- _Task statement_
Change every "mask" in the listing below to "region", and leave everything else untouched.

- _Supplied data_
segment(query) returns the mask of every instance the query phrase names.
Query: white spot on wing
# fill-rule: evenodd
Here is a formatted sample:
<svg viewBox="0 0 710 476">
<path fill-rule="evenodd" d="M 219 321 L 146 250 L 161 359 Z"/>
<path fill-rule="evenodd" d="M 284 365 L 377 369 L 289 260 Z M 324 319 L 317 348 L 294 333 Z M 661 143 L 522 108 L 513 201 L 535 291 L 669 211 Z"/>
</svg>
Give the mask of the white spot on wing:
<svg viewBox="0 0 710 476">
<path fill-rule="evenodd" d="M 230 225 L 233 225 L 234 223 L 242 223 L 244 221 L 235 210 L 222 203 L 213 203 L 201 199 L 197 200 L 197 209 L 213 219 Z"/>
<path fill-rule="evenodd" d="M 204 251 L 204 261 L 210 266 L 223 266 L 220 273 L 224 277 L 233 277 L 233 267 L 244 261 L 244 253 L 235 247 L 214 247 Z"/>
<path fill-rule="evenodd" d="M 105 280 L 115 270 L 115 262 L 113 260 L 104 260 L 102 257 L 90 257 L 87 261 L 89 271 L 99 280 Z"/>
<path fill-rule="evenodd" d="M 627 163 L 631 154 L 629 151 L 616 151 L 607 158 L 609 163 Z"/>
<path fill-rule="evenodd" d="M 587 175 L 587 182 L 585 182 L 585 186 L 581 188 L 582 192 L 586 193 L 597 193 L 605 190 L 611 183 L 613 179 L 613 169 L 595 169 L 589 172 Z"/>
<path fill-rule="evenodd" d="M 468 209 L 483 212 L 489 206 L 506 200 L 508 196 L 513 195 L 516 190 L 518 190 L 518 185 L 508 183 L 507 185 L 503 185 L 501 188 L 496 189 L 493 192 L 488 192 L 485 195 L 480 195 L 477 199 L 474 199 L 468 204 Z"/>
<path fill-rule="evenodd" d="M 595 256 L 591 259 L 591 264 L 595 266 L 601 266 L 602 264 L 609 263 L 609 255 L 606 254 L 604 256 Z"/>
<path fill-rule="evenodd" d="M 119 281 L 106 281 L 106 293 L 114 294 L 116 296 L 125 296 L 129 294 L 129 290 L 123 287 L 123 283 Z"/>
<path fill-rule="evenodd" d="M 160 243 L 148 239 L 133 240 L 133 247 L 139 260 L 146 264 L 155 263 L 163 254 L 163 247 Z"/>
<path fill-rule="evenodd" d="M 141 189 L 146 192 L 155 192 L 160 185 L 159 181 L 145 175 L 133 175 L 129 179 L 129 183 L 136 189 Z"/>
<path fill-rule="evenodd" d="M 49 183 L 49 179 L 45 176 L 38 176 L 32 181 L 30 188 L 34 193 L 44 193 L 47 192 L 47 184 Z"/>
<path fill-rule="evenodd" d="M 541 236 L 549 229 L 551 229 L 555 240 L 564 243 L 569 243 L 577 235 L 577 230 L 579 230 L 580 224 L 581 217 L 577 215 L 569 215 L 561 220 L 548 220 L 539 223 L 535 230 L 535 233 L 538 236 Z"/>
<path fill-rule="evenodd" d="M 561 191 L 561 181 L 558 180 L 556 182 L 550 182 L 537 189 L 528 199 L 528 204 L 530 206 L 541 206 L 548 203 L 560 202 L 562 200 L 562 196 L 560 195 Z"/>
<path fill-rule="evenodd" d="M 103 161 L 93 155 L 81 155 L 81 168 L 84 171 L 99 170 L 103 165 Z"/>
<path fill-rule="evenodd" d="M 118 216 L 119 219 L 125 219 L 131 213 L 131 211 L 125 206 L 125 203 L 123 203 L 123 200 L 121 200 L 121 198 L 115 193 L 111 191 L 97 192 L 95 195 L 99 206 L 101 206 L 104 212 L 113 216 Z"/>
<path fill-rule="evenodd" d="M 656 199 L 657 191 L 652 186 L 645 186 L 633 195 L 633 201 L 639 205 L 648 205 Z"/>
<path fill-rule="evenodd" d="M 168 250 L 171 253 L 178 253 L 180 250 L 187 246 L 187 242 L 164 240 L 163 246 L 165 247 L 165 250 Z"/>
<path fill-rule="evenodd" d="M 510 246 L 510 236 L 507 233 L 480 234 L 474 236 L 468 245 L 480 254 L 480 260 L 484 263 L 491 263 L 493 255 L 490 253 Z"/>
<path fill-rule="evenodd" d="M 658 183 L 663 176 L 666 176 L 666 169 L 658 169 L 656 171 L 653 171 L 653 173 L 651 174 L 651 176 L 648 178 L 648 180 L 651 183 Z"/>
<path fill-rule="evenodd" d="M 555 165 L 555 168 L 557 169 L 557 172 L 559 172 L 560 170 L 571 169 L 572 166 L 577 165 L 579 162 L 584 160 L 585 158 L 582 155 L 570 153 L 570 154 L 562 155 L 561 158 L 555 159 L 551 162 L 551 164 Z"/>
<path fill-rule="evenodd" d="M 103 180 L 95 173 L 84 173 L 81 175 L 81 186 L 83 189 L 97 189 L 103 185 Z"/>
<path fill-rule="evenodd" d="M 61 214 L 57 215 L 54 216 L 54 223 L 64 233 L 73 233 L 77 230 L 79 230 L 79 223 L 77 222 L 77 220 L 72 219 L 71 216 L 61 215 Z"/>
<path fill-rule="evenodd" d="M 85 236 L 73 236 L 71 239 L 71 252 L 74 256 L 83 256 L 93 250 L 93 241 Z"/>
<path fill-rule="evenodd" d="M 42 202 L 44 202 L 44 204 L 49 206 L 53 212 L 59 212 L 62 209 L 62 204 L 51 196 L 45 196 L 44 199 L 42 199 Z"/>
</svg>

- _Complete response_
segment(query) returns the region of every instance the query phrase names.
Query: white spot on wing
# fill-rule: evenodd
Here is a formatted sample:
<svg viewBox="0 0 710 476">
<path fill-rule="evenodd" d="M 219 321 L 146 250 L 161 359 Z"/>
<path fill-rule="evenodd" d="M 284 365 L 377 369 L 289 260 Z M 324 319 L 317 348 L 294 333 Z M 661 143 L 522 108 L 513 201 L 535 291 L 669 211 Z"/>
</svg>
Give the region of the white spot on wing:
<svg viewBox="0 0 710 476">
<path fill-rule="evenodd" d="M 230 225 L 233 225 L 234 223 L 242 223 L 244 221 L 235 210 L 222 203 L 213 203 L 201 199 L 197 200 L 197 209 L 213 219 Z"/>
<path fill-rule="evenodd" d="M 204 251 L 204 261 L 210 266 L 223 266 L 220 273 L 224 277 L 233 277 L 233 267 L 244 261 L 244 253 L 235 247 L 214 247 Z"/>
<path fill-rule="evenodd" d="M 105 280 L 115 270 L 115 262 L 113 260 L 104 260 L 102 257 L 90 257 L 87 261 L 89 271 L 99 280 Z"/>
<path fill-rule="evenodd" d="M 627 163 L 631 154 L 629 151 L 616 151 L 607 158 L 609 163 Z"/>
<path fill-rule="evenodd" d="M 587 175 L 587 182 L 585 182 L 585 186 L 581 188 L 582 192 L 586 193 L 597 193 L 605 190 L 611 183 L 613 179 L 613 169 L 595 169 L 589 172 Z"/>
<path fill-rule="evenodd" d="M 468 209 L 483 212 L 489 206 L 506 200 L 508 196 L 513 195 L 516 190 L 518 190 L 518 185 L 508 183 L 507 185 L 503 185 L 501 188 L 496 189 L 493 192 L 488 192 L 485 195 L 480 195 L 477 199 L 474 199 L 468 204 Z"/>
<path fill-rule="evenodd" d="M 595 256 L 591 259 L 591 264 L 595 266 L 601 266 L 602 264 L 609 263 L 609 255 L 606 254 L 604 256 Z"/>
<path fill-rule="evenodd" d="M 119 281 L 106 281 L 106 293 L 114 294 L 116 296 L 125 296 L 129 294 L 129 290 L 123 287 L 123 283 Z"/>
<path fill-rule="evenodd" d="M 160 243 L 148 239 L 133 240 L 133 247 L 139 260 L 146 264 L 155 263 L 163 254 L 163 247 Z"/>
<path fill-rule="evenodd" d="M 141 189 L 146 192 L 155 192 L 160 185 L 159 181 L 145 175 L 133 175 L 129 179 L 129 183 L 136 189 Z"/>
<path fill-rule="evenodd" d="M 49 183 L 49 179 L 45 176 L 38 176 L 32 181 L 30 188 L 34 193 L 44 193 L 47 192 L 47 184 Z"/>
<path fill-rule="evenodd" d="M 541 236 L 549 229 L 551 229 L 555 240 L 564 243 L 569 243 L 577 235 L 577 230 L 579 230 L 580 224 L 581 217 L 577 215 L 569 215 L 561 220 L 548 220 L 539 223 L 535 230 L 535 233 L 538 236 Z"/>
<path fill-rule="evenodd" d="M 561 191 L 561 181 L 558 180 L 556 182 L 550 182 L 537 189 L 528 199 L 528 204 L 530 206 L 541 206 L 548 203 L 560 202 L 562 200 L 562 196 L 560 195 Z"/>
<path fill-rule="evenodd" d="M 103 161 L 93 155 L 81 155 L 81 168 L 84 171 L 99 170 L 103 165 Z"/>
<path fill-rule="evenodd" d="M 118 216 L 119 219 L 125 219 L 131 213 L 131 211 L 125 206 L 125 203 L 123 203 L 123 200 L 121 200 L 121 198 L 115 193 L 111 191 L 97 192 L 95 195 L 99 206 L 101 206 L 104 212 L 113 216 Z"/>
<path fill-rule="evenodd" d="M 656 199 L 657 191 L 652 186 L 645 186 L 633 195 L 633 201 L 639 205 L 648 205 Z"/>
<path fill-rule="evenodd" d="M 168 250 L 171 253 L 178 253 L 180 250 L 187 246 L 187 242 L 164 240 L 163 246 L 165 247 L 165 250 Z"/>
<path fill-rule="evenodd" d="M 510 246 L 510 236 L 507 233 L 480 234 L 474 236 L 468 245 L 480 254 L 480 260 L 484 263 L 491 263 L 493 255 L 490 253 Z"/>
<path fill-rule="evenodd" d="M 658 183 L 663 176 L 666 176 L 666 169 L 658 169 L 656 171 L 653 171 L 653 173 L 651 174 L 651 176 L 648 178 L 648 180 L 651 183 Z"/>
<path fill-rule="evenodd" d="M 555 165 L 555 168 L 557 169 L 557 172 L 559 172 L 560 170 L 571 169 L 572 166 L 577 165 L 579 162 L 584 160 L 585 158 L 582 155 L 570 153 L 570 154 L 562 155 L 561 158 L 555 159 L 551 162 L 551 164 Z"/>
<path fill-rule="evenodd" d="M 103 180 L 95 173 L 84 173 L 81 175 L 81 186 L 83 189 L 97 189 L 103 185 Z"/>
<path fill-rule="evenodd" d="M 61 214 L 57 215 L 54 216 L 54 223 L 64 233 L 73 233 L 77 230 L 79 230 L 79 223 L 77 222 L 77 220 L 72 219 L 71 216 L 61 215 Z"/>
<path fill-rule="evenodd" d="M 85 236 L 73 236 L 71 239 L 71 252 L 74 256 L 83 256 L 93 250 L 93 241 Z"/>
<path fill-rule="evenodd" d="M 42 202 L 44 202 L 44 204 L 49 206 L 53 212 L 59 212 L 62 209 L 62 204 L 51 196 L 45 196 L 44 199 L 42 199 Z"/>
</svg>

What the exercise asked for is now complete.